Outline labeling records
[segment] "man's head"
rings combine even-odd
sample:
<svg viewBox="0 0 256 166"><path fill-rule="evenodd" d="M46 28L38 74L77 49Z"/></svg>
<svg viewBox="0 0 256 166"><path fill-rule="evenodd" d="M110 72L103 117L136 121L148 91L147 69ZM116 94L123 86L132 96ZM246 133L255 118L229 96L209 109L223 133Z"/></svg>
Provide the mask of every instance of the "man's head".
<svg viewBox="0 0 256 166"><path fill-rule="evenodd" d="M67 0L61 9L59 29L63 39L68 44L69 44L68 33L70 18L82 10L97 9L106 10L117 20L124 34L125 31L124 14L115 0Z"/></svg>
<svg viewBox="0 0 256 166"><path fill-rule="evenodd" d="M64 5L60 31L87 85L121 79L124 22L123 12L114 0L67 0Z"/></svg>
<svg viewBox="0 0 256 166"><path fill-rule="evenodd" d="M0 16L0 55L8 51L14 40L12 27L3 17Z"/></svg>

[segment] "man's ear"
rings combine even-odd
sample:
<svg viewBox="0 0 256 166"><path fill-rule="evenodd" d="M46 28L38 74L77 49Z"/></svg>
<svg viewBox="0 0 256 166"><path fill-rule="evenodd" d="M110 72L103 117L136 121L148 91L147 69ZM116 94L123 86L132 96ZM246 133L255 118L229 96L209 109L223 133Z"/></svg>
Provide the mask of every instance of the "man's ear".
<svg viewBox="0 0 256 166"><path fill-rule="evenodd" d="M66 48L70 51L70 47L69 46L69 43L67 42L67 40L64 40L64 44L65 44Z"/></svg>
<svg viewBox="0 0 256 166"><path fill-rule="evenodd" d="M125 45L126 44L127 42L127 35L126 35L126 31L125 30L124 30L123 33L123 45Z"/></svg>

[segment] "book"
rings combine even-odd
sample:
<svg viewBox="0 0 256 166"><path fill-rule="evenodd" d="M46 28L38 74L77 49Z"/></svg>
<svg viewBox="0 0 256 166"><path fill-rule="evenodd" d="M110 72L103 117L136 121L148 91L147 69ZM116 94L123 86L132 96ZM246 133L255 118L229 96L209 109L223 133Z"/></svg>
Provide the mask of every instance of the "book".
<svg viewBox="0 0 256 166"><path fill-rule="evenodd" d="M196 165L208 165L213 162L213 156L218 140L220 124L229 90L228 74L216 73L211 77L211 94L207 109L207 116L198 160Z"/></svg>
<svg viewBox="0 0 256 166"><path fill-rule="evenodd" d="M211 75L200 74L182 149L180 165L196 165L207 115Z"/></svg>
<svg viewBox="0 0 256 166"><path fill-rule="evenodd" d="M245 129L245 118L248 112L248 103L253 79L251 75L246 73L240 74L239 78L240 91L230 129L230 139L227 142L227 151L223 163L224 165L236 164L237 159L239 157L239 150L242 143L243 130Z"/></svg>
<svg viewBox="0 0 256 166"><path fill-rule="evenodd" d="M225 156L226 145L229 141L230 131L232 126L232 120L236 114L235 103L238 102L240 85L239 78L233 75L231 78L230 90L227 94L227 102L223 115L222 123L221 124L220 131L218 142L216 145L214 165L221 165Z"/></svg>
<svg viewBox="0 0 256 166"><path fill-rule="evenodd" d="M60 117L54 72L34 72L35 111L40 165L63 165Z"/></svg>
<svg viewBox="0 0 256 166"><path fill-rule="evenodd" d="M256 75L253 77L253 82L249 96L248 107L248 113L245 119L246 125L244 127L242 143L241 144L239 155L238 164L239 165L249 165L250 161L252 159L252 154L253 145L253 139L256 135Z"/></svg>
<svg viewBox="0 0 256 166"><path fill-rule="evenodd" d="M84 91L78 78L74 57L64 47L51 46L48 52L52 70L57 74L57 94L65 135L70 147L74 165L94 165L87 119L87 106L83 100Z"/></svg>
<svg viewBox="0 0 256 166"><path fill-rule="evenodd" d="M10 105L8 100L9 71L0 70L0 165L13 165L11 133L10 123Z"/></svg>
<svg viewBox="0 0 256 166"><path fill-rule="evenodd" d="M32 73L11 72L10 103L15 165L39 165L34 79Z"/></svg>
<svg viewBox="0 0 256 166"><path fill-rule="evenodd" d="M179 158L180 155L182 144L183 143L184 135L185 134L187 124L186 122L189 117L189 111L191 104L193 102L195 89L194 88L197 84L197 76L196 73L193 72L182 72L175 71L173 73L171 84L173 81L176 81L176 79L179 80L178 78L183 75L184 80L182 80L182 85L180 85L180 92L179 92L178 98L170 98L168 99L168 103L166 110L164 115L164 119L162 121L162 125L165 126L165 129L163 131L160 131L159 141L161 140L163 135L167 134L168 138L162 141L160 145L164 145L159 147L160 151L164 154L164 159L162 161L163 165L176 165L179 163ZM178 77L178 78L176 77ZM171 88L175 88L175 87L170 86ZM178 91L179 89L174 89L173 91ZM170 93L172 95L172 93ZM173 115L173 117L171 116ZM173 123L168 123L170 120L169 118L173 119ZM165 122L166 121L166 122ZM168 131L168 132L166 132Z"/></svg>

■ REQUIREMENT
Extract the data in full. Keep it word for word.

■ ANSWER FOR THIS EXERCISE
[segment] "man's head"
rings combine even-odd
sample:
<svg viewBox="0 0 256 166"><path fill-rule="evenodd" d="M46 28L38 74L77 49Z"/></svg>
<svg viewBox="0 0 256 166"><path fill-rule="evenodd" d="M110 72L103 117L136 121L148 91L147 69ZM116 94L123 86L132 96ZM246 133L255 118L229 96L209 109L223 133Z"/></svg>
Provide the mask of every instance of the "man's head".
<svg viewBox="0 0 256 166"><path fill-rule="evenodd" d="M67 0L61 9L59 29L63 39L68 44L69 44L68 33L70 18L82 10L97 9L106 10L117 20L124 34L125 31L124 14L115 0Z"/></svg>
<svg viewBox="0 0 256 166"><path fill-rule="evenodd" d="M64 5L60 31L87 85L121 79L124 22L123 12L114 0L67 0Z"/></svg>
<svg viewBox="0 0 256 166"><path fill-rule="evenodd" d="M0 16L0 55L8 51L14 40L12 27L3 17Z"/></svg>

[segment] "man's ear"
rings combine even-odd
sample:
<svg viewBox="0 0 256 166"><path fill-rule="evenodd" d="M46 28L38 74L77 49Z"/></svg>
<svg viewBox="0 0 256 166"><path fill-rule="evenodd" d="M110 72L103 117L136 121L148 91L147 69ZM116 94L123 86L132 96ZM246 133L255 118L229 96L209 109L223 133Z"/></svg>
Provide the mask of every instance of the "man's ear".
<svg viewBox="0 0 256 166"><path fill-rule="evenodd" d="M66 48L70 51L70 47L69 46L69 43L67 42L67 40L64 40L64 44L65 44Z"/></svg>
<svg viewBox="0 0 256 166"><path fill-rule="evenodd" d="M125 45L126 44L127 42L127 35L126 35L126 31L125 30L124 30L123 33L123 45Z"/></svg>

[segment] "book"
rings combine even-odd
sample:
<svg viewBox="0 0 256 166"><path fill-rule="evenodd" d="M46 28L38 74L77 49Z"/></svg>
<svg viewBox="0 0 256 166"><path fill-rule="evenodd" d="M110 72L103 117L136 121L148 91L147 69ZM116 94L123 86L132 96ZM246 133L255 118L229 96L209 109L223 133Z"/></svg>
Provide the mask of every instance of the "book".
<svg viewBox="0 0 256 166"><path fill-rule="evenodd" d="M196 165L208 165L213 162L213 156L218 140L220 124L229 90L228 74L216 73L211 77L211 94L207 109L207 116L198 160Z"/></svg>
<svg viewBox="0 0 256 166"><path fill-rule="evenodd" d="M211 75L200 74L182 149L180 165L196 165L207 115Z"/></svg>
<svg viewBox="0 0 256 166"><path fill-rule="evenodd" d="M245 129L245 118L248 112L248 103L253 79L251 75L246 73L240 74L239 78L240 91L230 129L230 139L227 142L227 151L223 163L224 165L236 164L237 159L239 157L239 150L242 143L243 130Z"/></svg>
<svg viewBox="0 0 256 166"><path fill-rule="evenodd" d="M225 156L226 145L229 141L230 131L232 126L232 120L236 114L235 103L238 102L240 85L239 78L233 75L231 78L230 90L227 94L227 102L223 115L222 123L221 124L220 131L218 142L216 145L214 165L221 165Z"/></svg>
<svg viewBox="0 0 256 166"><path fill-rule="evenodd" d="M60 117L54 72L34 72L35 111L40 165L63 165Z"/></svg>
<svg viewBox="0 0 256 166"><path fill-rule="evenodd" d="M256 75L253 77L253 82L249 96L248 107L248 113L245 119L246 125L244 127L242 143L241 144L239 155L238 164L239 165L249 165L250 161L252 159L252 154L253 145L253 139L256 135Z"/></svg>
<svg viewBox="0 0 256 166"><path fill-rule="evenodd" d="M84 91L78 78L74 57L64 47L51 46L48 52L52 70L57 74L57 94L65 135L70 147L74 165L94 165L87 119L87 106L83 100Z"/></svg>
<svg viewBox="0 0 256 166"><path fill-rule="evenodd" d="M10 105L8 100L9 71L0 70L0 165L13 165L11 133L10 123Z"/></svg>
<svg viewBox="0 0 256 166"><path fill-rule="evenodd" d="M32 73L11 72L10 103L15 165L39 165L34 79Z"/></svg>
<svg viewBox="0 0 256 166"><path fill-rule="evenodd" d="M179 158L180 155L182 144L183 143L184 135L185 134L187 124L186 122L189 117L189 111L191 104L193 102L195 89L194 88L197 84L197 76L196 73L193 72L182 72L175 71L173 73L171 84L173 81L176 81L176 79L179 80L178 78L183 75L184 80L182 80L182 85L180 85L180 92L179 92L178 98L170 98L168 99L168 103L166 110L164 115L164 119L162 121L162 125L165 126L165 129L163 131L160 131L159 141L161 140L163 135L167 134L168 138L162 141L160 145L164 145L159 147L160 151L164 154L164 159L162 161L163 165L176 165L179 163ZM178 77L178 78L176 77ZM171 88L175 88L175 87L170 86ZM178 91L179 89L174 89L173 91ZM170 93L172 95L172 93ZM173 115L173 117L171 116ZM173 123L168 123L170 120L169 118L173 119ZM165 122L166 121L166 122ZM168 131L168 132L166 132Z"/></svg>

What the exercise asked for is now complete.